■ Extracted information
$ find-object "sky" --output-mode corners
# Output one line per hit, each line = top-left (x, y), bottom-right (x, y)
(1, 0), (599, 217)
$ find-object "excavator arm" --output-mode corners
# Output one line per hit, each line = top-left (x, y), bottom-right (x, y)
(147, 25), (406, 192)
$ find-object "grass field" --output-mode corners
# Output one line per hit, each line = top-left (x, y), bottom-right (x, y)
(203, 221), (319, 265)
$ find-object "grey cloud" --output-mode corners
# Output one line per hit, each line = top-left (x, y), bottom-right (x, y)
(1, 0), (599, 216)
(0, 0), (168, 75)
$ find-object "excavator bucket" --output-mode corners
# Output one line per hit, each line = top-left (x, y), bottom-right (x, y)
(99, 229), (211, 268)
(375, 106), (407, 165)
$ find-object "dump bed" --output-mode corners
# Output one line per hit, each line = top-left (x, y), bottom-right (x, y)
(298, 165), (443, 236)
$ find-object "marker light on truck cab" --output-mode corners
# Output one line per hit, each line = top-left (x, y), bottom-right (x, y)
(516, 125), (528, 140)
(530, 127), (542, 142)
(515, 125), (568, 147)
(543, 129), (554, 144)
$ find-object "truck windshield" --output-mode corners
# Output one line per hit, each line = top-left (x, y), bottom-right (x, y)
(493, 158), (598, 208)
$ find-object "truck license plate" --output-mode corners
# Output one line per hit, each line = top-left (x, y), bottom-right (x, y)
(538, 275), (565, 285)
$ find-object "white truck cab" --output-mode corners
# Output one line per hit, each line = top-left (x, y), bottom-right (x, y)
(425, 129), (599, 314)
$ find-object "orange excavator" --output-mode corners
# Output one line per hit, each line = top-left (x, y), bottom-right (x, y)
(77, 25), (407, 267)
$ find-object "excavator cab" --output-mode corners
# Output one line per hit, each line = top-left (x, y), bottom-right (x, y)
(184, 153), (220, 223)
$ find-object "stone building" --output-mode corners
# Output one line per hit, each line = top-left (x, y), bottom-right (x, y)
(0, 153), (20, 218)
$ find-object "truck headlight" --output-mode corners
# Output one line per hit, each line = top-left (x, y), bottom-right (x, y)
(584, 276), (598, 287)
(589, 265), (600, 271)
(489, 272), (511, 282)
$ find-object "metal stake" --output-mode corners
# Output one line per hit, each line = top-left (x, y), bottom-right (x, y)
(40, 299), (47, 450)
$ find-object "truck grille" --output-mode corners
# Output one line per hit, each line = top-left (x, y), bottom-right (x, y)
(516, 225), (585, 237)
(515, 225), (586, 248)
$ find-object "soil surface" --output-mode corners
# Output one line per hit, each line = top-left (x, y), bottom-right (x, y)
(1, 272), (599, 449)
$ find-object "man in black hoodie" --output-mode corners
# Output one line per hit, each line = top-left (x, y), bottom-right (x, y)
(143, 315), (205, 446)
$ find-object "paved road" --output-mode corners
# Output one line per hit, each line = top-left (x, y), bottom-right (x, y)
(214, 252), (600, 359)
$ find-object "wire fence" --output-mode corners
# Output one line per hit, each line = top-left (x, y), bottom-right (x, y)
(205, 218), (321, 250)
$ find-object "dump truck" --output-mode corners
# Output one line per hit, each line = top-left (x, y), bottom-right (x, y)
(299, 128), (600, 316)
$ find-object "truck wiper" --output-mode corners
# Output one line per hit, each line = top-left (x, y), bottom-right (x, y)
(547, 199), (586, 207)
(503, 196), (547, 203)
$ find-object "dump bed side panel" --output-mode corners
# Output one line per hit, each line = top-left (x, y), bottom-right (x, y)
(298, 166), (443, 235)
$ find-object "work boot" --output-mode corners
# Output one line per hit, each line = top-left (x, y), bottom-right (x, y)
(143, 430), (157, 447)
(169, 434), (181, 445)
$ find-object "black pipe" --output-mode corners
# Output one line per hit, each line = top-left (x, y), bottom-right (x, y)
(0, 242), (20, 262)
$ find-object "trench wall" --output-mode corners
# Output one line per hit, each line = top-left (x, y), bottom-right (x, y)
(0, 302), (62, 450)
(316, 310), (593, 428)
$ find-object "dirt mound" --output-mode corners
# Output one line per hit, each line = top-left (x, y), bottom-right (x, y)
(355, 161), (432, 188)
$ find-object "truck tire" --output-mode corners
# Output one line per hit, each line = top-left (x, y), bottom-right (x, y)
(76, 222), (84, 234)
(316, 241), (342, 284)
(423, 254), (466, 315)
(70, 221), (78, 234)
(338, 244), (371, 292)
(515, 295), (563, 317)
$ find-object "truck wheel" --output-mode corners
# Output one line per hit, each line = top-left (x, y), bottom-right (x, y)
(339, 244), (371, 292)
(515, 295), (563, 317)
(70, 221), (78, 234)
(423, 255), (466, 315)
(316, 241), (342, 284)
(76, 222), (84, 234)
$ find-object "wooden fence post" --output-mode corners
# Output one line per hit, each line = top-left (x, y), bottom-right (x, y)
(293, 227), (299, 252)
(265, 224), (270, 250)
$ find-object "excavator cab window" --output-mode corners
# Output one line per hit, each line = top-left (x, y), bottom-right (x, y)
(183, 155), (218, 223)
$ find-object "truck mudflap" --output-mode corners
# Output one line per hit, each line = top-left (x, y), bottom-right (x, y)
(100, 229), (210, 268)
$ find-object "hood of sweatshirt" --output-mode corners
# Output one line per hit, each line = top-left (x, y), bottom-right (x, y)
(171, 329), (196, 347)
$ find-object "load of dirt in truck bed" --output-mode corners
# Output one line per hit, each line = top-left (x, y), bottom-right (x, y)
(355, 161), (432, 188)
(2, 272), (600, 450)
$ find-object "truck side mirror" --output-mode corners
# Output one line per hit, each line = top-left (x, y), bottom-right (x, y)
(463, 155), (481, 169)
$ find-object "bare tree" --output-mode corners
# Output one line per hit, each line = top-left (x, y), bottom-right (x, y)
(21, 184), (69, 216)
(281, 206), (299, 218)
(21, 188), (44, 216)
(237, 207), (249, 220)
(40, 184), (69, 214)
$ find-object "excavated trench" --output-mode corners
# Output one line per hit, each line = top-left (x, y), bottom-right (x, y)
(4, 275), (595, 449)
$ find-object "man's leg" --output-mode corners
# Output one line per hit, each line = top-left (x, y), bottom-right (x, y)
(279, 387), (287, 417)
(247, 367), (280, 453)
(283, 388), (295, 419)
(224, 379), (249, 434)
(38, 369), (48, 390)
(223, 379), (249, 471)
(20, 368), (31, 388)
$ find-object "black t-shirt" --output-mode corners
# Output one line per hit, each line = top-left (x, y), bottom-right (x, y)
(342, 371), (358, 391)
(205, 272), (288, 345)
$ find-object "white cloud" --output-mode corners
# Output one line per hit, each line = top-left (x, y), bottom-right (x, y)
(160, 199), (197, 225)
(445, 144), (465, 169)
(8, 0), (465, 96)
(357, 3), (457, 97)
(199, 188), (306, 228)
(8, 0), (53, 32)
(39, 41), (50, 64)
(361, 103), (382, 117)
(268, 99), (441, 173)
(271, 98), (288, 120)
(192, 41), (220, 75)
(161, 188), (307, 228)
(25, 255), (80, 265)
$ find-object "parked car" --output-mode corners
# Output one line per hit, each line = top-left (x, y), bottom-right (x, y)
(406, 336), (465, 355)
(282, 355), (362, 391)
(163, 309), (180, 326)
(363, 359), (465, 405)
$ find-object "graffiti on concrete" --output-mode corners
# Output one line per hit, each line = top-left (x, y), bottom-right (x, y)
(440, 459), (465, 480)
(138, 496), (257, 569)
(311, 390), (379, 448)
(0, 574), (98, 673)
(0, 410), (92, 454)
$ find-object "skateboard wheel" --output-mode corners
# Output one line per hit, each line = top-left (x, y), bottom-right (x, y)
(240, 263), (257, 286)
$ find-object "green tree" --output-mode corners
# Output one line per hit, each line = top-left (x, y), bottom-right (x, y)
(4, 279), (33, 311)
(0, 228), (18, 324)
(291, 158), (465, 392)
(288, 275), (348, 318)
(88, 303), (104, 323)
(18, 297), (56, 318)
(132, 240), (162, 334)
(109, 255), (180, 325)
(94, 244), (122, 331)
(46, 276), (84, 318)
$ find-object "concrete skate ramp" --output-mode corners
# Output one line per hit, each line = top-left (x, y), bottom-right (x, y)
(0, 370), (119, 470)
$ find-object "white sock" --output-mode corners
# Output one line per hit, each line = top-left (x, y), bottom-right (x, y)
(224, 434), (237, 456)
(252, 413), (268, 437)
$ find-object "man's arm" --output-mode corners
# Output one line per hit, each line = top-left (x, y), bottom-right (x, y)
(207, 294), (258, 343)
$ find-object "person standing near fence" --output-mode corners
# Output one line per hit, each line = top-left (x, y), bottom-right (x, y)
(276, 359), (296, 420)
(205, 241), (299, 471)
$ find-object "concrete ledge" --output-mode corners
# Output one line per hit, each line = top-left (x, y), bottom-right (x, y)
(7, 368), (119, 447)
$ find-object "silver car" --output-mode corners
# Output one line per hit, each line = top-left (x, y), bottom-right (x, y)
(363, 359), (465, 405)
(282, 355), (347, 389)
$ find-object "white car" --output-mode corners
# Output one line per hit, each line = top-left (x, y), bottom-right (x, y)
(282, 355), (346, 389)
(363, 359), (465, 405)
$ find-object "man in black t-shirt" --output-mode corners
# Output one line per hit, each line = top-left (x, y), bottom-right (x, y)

■ Exercise objective
When you repeat the lines, start with the first line of the material and end with the line that contains "light on truck", keeping both and reproducing each exactly, with nothing added.

■ Response
$ find-object "sky" --output-mode corners
# Output one line per hit, each line = top-left (x, y), bottom-right (x, y)
(1, 0), (599, 217)
$ find-object "excavator arm" --output-mode corners
# Output one line per hit, each line = top-left (x, y), bottom-right (x, y)
(147, 25), (406, 192)
$ find-object "grass field" --output-mode corners
# Output one line per hit, each line = top-left (x, y), bottom-right (x, y)
(203, 221), (319, 265)
$ find-object "grey cloud" --output-mode corners
# Output one line per hit, each line = top-left (x, y), bottom-right (x, y)
(1, 0), (599, 216)
(0, 0), (168, 75)
$ find-object "excavator bucket" --output-mode corners
# Output one line per hit, each line = top-left (x, y), bottom-right (x, y)
(99, 229), (211, 268)
(375, 106), (407, 165)
$ find-object "dump bed" --output-mode corners
# Output one line per hit, each line = top-left (x, y), bottom-right (x, y)
(298, 165), (443, 236)
$ find-object "marker light on truck cab" --output-mode corners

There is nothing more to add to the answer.